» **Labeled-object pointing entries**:
○ ○ ○ ○ ○ ○ ○

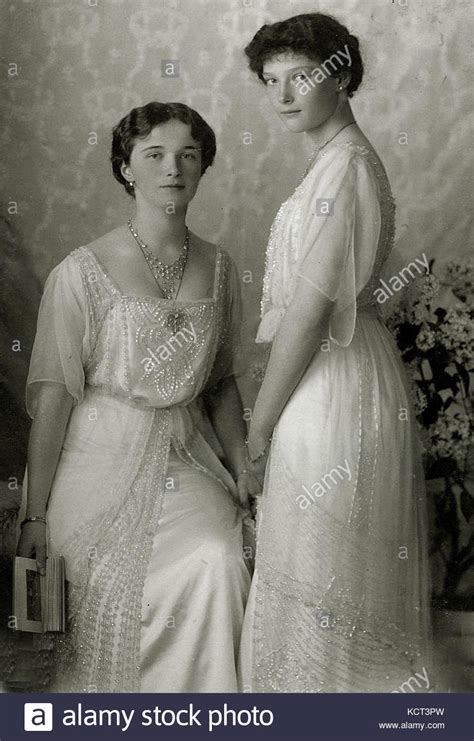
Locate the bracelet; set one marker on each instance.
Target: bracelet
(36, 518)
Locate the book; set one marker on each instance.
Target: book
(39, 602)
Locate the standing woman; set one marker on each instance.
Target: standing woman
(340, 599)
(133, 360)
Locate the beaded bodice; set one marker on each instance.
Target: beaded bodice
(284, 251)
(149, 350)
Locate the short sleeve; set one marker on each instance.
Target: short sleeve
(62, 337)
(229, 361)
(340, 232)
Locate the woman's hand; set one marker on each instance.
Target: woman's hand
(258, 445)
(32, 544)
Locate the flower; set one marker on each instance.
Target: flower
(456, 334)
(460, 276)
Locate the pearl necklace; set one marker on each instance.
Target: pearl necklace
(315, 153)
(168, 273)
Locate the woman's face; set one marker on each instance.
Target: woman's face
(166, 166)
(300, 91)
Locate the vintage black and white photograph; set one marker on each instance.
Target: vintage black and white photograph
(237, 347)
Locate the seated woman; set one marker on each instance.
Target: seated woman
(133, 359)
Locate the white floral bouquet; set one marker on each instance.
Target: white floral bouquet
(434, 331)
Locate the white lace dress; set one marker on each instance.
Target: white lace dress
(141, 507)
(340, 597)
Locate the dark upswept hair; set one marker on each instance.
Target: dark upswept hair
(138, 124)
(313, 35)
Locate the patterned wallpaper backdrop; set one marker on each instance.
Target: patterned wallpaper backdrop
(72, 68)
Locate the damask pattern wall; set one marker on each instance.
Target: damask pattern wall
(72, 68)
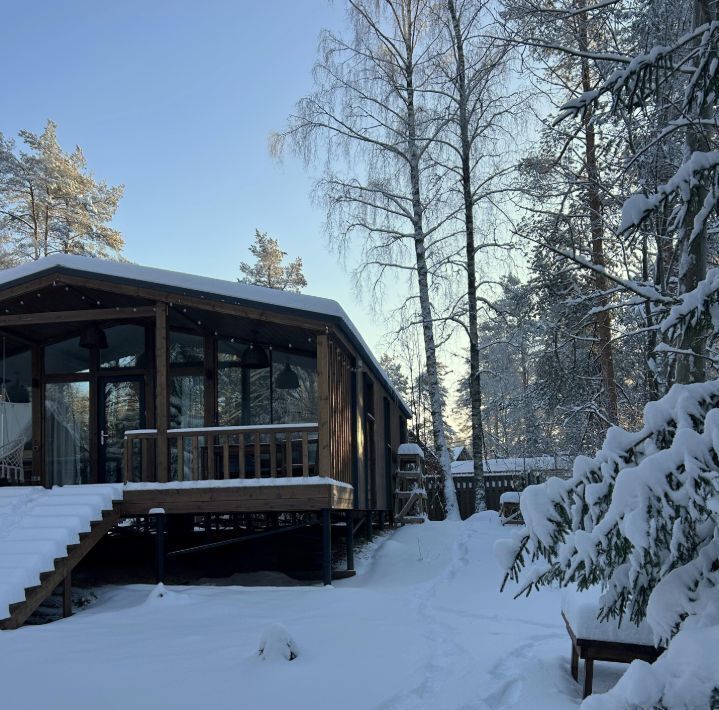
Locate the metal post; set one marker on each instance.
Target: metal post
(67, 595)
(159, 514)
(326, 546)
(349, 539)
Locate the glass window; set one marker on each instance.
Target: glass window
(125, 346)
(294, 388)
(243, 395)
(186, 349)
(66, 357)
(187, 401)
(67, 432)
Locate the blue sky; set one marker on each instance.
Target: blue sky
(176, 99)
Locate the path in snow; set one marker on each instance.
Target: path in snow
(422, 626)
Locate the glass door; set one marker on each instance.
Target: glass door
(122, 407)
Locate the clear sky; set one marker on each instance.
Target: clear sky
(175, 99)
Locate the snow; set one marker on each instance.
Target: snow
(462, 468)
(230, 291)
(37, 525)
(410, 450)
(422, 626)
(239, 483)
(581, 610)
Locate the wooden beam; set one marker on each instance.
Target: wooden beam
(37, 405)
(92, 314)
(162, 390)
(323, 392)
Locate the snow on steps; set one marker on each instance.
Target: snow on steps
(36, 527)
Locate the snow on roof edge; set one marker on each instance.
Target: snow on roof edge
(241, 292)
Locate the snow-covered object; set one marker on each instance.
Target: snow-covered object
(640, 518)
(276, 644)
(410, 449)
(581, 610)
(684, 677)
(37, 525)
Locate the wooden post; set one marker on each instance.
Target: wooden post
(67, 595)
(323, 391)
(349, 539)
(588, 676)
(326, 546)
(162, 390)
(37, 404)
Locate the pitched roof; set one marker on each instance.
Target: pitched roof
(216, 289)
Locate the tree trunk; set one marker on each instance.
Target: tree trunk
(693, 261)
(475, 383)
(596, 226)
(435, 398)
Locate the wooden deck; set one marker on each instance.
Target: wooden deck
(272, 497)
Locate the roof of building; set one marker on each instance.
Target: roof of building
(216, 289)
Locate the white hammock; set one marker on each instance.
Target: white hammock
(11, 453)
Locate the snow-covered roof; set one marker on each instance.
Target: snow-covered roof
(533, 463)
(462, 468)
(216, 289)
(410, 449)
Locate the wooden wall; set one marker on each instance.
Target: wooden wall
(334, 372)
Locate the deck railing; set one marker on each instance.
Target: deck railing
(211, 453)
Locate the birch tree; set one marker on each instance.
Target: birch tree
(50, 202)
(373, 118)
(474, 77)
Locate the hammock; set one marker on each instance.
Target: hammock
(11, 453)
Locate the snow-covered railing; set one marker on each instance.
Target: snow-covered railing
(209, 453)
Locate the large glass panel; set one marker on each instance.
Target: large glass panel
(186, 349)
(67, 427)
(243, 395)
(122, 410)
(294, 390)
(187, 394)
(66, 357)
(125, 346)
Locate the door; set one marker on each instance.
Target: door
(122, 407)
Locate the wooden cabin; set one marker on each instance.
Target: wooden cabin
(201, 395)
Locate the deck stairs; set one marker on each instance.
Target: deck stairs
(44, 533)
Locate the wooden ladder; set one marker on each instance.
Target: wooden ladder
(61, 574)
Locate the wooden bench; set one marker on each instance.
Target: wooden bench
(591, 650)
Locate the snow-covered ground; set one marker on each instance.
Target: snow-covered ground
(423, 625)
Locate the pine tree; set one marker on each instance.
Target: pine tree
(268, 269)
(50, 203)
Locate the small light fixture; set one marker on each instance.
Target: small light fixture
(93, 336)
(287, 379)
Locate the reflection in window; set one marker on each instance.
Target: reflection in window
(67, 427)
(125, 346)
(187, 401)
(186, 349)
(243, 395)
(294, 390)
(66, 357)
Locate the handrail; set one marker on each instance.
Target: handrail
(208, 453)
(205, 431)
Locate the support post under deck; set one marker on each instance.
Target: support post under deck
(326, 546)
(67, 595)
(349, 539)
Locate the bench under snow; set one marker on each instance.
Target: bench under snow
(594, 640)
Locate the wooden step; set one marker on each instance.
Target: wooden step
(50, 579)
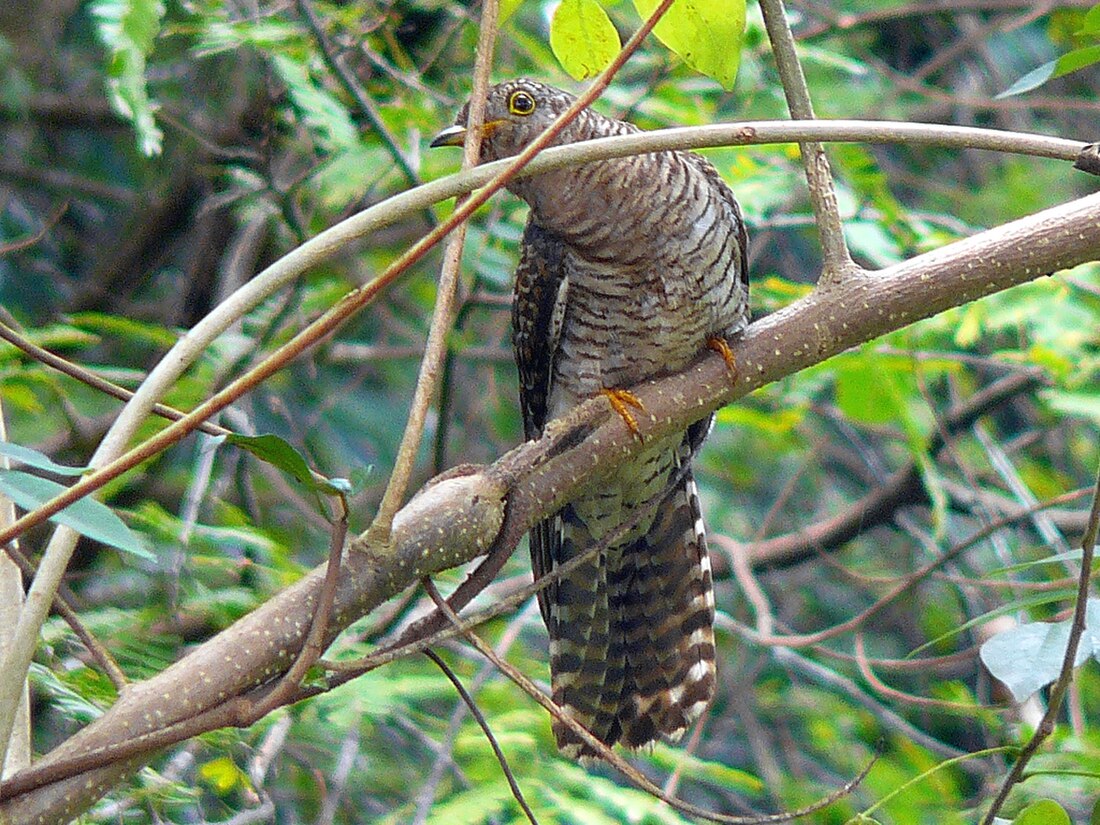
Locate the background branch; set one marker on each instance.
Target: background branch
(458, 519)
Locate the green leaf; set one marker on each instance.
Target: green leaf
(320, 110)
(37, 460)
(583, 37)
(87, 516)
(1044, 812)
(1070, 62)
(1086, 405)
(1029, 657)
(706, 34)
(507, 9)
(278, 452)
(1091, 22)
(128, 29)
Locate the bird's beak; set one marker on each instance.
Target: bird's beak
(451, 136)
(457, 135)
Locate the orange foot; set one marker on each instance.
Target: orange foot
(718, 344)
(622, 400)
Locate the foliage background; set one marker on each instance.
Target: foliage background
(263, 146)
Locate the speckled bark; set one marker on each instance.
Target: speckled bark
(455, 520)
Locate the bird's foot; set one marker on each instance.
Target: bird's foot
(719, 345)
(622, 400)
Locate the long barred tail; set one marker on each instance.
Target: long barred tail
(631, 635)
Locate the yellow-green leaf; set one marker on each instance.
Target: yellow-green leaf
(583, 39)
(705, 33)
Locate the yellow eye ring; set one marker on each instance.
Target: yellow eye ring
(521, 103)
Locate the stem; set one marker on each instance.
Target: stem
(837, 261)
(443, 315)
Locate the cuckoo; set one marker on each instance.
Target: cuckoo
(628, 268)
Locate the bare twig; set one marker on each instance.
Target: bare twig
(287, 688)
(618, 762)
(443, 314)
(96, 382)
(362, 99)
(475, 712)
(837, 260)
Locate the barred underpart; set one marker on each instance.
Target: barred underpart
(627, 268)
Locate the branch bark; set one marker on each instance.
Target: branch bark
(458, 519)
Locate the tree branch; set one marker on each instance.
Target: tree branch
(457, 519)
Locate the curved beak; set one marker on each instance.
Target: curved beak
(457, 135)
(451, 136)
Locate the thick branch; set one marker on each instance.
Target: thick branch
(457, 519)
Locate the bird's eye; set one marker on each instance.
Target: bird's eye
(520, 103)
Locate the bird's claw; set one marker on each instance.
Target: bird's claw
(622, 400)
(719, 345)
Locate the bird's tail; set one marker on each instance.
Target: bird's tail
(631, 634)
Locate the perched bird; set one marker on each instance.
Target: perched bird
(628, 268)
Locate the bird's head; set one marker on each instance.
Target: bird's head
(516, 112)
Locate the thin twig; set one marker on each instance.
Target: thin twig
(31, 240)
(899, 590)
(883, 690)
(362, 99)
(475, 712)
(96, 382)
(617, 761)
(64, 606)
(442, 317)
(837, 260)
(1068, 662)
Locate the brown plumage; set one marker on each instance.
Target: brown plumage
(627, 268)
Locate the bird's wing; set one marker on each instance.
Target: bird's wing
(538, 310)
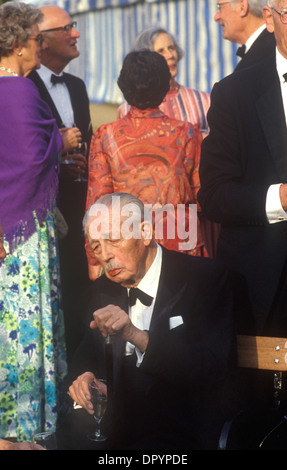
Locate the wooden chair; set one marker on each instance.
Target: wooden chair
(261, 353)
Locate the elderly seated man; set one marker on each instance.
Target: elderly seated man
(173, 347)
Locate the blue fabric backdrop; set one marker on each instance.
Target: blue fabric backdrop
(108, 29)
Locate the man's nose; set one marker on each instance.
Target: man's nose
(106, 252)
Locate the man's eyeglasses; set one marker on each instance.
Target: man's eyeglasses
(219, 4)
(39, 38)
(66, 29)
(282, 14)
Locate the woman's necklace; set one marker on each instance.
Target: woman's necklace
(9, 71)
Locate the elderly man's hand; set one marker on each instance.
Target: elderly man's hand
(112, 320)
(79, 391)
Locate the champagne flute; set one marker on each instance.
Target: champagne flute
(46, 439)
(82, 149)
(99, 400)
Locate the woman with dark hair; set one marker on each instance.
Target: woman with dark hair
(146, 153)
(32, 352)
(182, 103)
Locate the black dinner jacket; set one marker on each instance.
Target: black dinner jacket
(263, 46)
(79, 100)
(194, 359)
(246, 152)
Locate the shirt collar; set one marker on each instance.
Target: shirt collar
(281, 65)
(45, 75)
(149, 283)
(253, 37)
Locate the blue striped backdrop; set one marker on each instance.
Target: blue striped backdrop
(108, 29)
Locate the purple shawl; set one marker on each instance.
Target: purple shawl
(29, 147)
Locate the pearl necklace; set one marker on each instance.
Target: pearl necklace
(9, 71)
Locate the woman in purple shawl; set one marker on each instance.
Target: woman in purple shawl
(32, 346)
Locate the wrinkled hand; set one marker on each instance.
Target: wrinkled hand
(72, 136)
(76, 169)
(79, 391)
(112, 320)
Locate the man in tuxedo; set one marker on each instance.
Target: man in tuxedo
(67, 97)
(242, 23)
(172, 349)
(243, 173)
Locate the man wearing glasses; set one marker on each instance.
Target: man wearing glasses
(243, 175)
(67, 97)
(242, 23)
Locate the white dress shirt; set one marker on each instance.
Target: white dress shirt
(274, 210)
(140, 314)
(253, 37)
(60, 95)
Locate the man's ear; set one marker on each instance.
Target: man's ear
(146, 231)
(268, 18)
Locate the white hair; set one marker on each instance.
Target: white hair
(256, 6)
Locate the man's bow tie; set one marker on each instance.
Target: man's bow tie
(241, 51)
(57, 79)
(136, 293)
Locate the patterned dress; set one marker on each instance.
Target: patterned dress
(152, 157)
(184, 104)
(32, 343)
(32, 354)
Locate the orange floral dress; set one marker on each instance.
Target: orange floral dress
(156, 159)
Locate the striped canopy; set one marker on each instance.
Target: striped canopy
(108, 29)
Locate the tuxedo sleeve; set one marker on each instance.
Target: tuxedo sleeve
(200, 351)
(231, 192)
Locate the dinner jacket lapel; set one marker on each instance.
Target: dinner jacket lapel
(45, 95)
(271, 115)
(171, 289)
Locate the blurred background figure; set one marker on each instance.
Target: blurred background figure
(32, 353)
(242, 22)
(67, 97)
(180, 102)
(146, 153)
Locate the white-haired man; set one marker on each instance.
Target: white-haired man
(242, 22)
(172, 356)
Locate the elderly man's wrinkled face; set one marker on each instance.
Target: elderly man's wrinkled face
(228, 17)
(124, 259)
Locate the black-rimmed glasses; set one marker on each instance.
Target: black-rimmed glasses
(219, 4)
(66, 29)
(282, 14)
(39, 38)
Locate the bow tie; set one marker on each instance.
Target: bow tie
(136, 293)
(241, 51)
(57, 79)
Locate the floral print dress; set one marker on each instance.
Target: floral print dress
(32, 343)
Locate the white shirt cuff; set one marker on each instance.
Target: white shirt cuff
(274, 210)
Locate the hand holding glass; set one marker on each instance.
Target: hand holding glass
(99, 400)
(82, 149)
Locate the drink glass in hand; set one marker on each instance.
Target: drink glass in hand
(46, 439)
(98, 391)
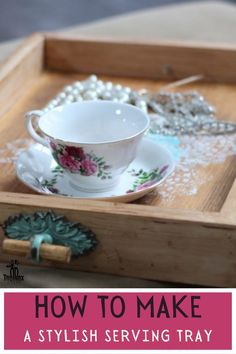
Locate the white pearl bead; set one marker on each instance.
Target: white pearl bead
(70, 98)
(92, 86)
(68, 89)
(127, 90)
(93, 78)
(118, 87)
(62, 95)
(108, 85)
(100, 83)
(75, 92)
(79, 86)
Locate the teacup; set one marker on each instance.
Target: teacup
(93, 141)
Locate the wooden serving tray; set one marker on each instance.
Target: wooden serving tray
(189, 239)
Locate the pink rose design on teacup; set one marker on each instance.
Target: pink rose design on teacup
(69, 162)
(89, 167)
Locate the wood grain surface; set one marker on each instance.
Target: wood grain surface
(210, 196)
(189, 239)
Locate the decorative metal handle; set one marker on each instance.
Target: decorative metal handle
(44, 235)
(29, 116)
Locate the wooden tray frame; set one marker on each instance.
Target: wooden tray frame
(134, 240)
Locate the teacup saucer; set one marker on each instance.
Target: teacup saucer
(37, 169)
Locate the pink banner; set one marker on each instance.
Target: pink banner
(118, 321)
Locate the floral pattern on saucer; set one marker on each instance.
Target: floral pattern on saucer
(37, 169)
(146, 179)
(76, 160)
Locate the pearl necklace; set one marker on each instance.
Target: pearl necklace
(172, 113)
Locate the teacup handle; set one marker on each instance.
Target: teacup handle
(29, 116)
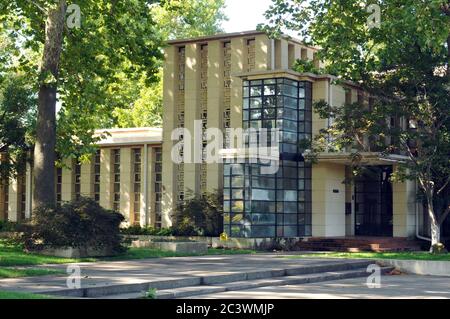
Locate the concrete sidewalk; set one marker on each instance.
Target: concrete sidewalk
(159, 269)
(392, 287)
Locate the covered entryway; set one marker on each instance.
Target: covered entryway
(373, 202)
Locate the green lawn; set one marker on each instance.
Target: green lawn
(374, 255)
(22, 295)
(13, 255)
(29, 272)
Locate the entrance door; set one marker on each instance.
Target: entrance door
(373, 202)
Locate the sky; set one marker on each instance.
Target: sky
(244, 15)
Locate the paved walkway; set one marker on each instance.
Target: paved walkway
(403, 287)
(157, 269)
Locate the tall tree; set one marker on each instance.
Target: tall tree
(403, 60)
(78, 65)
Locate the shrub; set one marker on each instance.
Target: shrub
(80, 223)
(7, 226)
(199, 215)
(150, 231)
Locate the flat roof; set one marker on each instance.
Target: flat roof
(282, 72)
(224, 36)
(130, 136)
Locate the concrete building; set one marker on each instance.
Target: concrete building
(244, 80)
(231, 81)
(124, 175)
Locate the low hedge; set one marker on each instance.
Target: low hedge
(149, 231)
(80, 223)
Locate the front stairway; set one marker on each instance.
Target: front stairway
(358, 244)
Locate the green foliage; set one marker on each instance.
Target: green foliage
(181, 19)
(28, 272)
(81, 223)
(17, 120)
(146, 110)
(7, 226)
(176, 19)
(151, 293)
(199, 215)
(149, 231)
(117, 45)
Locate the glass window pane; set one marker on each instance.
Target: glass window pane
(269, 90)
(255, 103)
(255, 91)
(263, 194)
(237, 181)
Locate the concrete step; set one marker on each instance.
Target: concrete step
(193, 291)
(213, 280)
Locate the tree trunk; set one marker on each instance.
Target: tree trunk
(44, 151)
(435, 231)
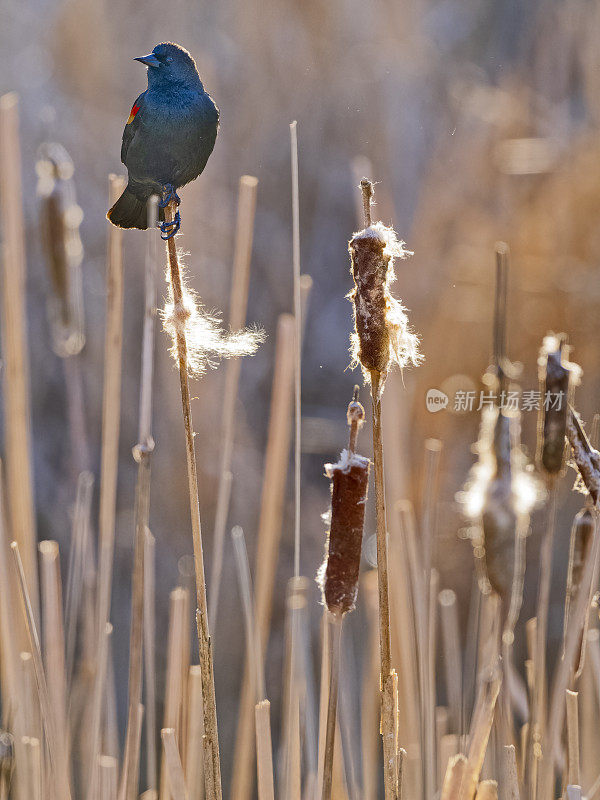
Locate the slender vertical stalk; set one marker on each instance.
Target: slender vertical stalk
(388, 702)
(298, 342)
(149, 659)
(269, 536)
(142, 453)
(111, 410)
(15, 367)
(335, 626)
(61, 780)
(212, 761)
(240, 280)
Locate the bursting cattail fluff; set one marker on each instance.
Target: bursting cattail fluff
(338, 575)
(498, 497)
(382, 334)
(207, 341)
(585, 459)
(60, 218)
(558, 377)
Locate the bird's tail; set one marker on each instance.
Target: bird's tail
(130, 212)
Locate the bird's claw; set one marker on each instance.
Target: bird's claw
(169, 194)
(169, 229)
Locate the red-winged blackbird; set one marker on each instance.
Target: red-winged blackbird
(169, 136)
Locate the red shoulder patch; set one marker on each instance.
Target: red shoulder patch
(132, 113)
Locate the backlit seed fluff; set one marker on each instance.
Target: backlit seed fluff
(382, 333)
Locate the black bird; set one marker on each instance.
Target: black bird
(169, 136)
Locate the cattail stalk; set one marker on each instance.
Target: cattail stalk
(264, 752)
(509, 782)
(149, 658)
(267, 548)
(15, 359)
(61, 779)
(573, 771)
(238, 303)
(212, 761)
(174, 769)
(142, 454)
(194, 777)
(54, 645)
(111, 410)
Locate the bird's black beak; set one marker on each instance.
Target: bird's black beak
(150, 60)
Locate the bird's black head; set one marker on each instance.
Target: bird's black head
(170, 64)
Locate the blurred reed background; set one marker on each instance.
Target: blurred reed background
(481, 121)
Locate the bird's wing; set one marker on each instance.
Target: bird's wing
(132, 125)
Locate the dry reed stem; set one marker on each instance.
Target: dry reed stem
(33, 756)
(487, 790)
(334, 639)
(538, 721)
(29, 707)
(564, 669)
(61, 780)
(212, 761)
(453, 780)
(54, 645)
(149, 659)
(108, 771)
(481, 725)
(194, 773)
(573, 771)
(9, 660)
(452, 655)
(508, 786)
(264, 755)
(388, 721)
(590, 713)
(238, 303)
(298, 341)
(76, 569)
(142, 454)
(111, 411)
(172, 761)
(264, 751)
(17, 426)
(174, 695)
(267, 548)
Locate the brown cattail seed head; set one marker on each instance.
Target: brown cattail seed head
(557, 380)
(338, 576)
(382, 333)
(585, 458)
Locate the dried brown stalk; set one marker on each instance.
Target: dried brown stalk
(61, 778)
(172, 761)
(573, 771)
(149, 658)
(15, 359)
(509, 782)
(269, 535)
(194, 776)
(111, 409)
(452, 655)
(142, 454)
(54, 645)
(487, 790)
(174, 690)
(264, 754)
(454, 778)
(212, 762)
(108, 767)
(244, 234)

○ ○ ○ ○ ○ ○ ○

» **Aim**:
Output the line containing "Locate the bird's black beak;" and all lines after it to the end of the records, exactly as given.

» **Expected answer**:
Locate the bird's black beak; set one marker on each instance.
Target: bird's black beak
(150, 60)
Locate the bird's black head; set one marker on each instance.
Target: bird's black head
(170, 64)
Locate the blurred reed background; set one marker on each instance.
Target: blurred reed background
(481, 121)
Locate the bird's wing; set one marker on each instance.
Target: bird's wing
(132, 125)
Locate the dry reed stem; set one marker on each instance.
Target: dry reed stem
(33, 756)
(487, 790)
(334, 639)
(538, 721)
(29, 707)
(564, 669)
(61, 780)
(212, 761)
(453, 780)
(54, 645)
(149, 659)
(108, 771)
(481, 725)
(194, 773)
(573, 771)
(9, 660)
(452, 655)
(508, 786)
(264, 755)
(388, 721)
(590, 713)
(238, 303)
(298, 341)
(76, 569)
(142, 454)
(111, 411)
(172, 761)
(264, 751)
(17, 426)
(174, 695)
(267, 548)
Locate the brown cattail seed head; set one marker on each instance.
Target: brown cattail seed head
(557, 380)
(338, 576)
(382, 333)
(585, 458)
Locate the dried brown stalk; set one marker on each instance.
Target: dried brown stalk
(61, 778)
(172, 761)
(573, 771)
(149, 658)
(15, 359)
(509, 782)
(269, 535)
(194, 776)
(111, 409)
(452, 655)
(142, 454)
(54, 645)
(487, 790)
(174, 690)
(264, 754)
(454, 778)
(212, 762)
(108, 767)
(244, 234)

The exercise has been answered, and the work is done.